__Tasks to perform__
a – According to the review of Cotillion, which of Uncle Matthew's nephews does he actually favor?
b – Write the next part of the review of Cotillion, picking up after its final sentence.

IMNSHO, Cotillion is probably the most brilliantly plotted of Georgette Heyer's comedic regencies. This masterpiece works on nearly every level. Unlike The Civil Contract, it's lighthearted and funny; unlike The Grand Sophie, (perhaps her most beloved work) the increasing attraction of the main couple, Freddy & Kitty, is front and center. Moreover, Freddy and Kitty have the distinction of being amongst the most genuinely warm and kind-hearted of her protagonists; so getting them together, while still telling an engaging tale, without those tiresome tstl or ‘great misunderstandings’[1] is an extraordinary feat. How does she do it?

The book starts out with Kitty being required, by her irascible, penny-pinching guardian Uncle Matthew to choose amongst his unmarried nephews—Hugh, a dull clergyman; Foster, a poor and foolish Irish earl; Jack, a handsome gamester, whom the uncle actually favors; and the wealthy Freddy, whose appearance is manipulated by Jack and Foster's mother—a suitor to receive his fortune upon his death; otherwise, she's to be left penniless. These sorts of autocratic martinets are more often than not excused in Heyer—annoying, but beloved curmudgeons. In this story, he's refreshingly criticized for being the gothick asshole he is.[2]

Heyer, as it happens, did not apparently think much of these stories (any more than Mucha thought of the frothy advertisements on which he made his name) and she churned them out at the rate of roughly one a year to pay the bills, using a stable of ‘stock’ characters on which she rang changes: by the time she wrote this story, she took what was normally a sidekick, a fashionable dandy, and made him the hero.

Freddy, therefore, is not particularly athletic, nor bright, nor outrageous. He's a good dancer, and very polite, but ‘not in the petticoat line.’ After years of writing tall, dark, handsome, ‘top o the trees’ type heroes, she's begun to shift focus, and thus, though Kitty believes herself in love the big handsome (and rolled up) gamester Jack (who was Heyer's more likely sort of protagonist) at the beginning, her natural warm-heartedness is drawn to Freddy's equal generosity, and willingness (as Jack is not) to participate in her schemes for the betterment of those around her as book progresses.

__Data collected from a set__

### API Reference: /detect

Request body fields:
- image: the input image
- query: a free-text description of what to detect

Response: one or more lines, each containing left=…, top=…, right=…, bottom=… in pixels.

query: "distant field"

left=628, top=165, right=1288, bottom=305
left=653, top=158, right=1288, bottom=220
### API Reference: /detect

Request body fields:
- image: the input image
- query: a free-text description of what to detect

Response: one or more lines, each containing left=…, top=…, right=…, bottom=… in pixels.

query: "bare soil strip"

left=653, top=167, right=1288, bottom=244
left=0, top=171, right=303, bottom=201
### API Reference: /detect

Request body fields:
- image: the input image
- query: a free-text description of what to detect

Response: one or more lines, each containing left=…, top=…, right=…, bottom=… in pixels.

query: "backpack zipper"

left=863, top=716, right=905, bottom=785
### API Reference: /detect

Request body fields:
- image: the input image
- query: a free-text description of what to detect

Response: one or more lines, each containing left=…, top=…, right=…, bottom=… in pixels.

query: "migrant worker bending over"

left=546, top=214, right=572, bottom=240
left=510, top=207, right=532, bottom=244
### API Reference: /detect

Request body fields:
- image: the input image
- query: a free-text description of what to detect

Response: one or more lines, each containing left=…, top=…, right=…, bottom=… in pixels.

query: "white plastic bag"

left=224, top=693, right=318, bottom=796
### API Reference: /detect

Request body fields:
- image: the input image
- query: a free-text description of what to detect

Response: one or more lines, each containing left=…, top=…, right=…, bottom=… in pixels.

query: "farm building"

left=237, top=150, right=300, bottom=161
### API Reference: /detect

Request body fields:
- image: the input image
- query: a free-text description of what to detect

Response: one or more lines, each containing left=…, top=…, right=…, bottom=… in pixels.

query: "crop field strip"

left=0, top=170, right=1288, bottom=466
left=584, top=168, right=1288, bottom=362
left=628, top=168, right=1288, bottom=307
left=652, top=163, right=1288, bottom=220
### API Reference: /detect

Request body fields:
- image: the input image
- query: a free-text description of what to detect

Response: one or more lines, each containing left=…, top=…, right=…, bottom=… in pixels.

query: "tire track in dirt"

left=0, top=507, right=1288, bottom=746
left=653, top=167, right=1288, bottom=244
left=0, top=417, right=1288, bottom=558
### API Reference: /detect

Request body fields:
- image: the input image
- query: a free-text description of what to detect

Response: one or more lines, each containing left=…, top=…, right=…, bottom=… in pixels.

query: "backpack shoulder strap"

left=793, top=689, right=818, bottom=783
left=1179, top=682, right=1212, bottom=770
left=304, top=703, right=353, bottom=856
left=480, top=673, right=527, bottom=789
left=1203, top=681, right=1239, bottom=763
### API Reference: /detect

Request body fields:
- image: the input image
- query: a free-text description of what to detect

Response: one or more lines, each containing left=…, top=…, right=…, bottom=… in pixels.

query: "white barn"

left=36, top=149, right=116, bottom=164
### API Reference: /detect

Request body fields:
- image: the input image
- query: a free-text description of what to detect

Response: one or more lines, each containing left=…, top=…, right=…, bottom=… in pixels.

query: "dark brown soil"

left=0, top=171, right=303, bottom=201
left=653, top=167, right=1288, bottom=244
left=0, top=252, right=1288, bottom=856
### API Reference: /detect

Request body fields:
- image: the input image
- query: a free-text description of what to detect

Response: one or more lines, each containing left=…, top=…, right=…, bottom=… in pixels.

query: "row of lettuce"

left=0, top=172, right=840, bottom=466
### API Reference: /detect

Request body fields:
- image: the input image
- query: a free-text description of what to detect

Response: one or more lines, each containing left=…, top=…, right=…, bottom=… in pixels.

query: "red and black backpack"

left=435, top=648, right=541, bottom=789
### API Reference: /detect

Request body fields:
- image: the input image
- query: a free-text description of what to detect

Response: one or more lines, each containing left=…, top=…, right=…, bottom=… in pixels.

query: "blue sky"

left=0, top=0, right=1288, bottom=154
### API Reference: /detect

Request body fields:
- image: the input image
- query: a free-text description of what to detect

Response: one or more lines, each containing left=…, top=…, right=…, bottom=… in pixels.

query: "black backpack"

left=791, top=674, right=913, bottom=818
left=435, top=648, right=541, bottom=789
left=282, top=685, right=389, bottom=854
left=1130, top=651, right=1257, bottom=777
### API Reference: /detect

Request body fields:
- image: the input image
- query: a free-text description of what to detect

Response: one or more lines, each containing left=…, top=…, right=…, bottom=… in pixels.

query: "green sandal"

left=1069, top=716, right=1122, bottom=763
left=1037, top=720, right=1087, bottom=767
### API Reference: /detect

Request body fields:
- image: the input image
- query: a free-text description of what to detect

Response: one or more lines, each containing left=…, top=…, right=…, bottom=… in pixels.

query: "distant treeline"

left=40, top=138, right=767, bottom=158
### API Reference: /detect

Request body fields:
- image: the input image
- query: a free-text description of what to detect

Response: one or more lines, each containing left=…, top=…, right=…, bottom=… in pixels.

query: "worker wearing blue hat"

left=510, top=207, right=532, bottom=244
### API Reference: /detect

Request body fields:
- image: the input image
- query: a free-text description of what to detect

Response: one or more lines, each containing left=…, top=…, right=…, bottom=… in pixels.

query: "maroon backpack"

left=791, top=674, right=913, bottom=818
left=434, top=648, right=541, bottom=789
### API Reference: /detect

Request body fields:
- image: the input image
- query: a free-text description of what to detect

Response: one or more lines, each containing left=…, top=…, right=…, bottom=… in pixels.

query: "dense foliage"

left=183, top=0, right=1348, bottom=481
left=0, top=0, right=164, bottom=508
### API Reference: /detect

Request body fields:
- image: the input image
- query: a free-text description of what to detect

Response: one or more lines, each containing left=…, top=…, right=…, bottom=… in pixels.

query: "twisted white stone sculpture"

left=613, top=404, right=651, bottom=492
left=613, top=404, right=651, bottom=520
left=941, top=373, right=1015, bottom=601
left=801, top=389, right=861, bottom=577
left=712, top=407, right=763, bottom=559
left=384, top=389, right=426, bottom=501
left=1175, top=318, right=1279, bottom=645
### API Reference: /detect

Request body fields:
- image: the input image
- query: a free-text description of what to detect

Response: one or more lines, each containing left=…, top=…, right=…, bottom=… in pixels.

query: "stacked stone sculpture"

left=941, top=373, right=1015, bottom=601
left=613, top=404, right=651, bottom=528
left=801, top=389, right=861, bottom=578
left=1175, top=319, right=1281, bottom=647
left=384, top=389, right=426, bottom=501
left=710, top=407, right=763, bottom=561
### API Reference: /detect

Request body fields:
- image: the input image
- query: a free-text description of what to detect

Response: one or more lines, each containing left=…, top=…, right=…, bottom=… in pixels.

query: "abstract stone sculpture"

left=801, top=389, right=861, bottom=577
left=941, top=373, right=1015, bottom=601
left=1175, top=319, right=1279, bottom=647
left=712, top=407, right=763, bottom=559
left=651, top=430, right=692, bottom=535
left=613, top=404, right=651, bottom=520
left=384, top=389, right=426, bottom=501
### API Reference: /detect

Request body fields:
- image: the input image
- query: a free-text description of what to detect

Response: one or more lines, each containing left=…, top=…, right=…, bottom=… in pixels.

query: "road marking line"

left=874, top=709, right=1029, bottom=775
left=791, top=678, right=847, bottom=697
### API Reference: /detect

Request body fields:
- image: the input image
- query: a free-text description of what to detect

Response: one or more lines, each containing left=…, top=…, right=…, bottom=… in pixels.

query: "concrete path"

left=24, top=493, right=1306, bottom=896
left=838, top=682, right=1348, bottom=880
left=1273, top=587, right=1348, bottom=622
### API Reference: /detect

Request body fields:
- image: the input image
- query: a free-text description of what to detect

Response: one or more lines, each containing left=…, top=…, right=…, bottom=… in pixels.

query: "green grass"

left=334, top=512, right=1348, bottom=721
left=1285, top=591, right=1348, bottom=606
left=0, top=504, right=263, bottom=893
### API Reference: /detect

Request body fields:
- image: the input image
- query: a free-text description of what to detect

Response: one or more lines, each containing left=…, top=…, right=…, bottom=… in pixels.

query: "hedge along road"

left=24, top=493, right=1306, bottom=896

__Results for the exercise__
a – Jack, the handsome gamester.

b –
Thus, the other romantic subplots—the efforts of Kitty's cousin Camille to woo the beautiful but lower-class Olivia, and Kitty's would-be suitor Foster to marry the very common, plain and practical (and poor) Miss Hannah Plymstock—work perfectly to advance Freddy and Kitty's understanding, while detaching her infatuation with Jack, who intends to make the beautiful, but penniless Olivia his mistress, and who mercilessly mocks the mentally slow Foster, commanded by his mama to marry Kitty for the sake of the fortune her Uncle Matthew intends to bestow upon her.

The scales do not immediately drop from Kitty's eyes: Jack has been her beau ideal for years, and her request that Freddy pretend to be engaged to her that she might have a London season is solely to get back at Jack for failing to offer for her: she intends to have some pretty dresses, look her best, and make him rue the day he refused to offer for her. He, despite his debts, is no mood to bend to his uncle let alone her ‘impertinent piping’. Freddy is none too thrilled with the pretense, but he's known Kitty forever, and is kindhearted; for this reason he agrees to the ruse.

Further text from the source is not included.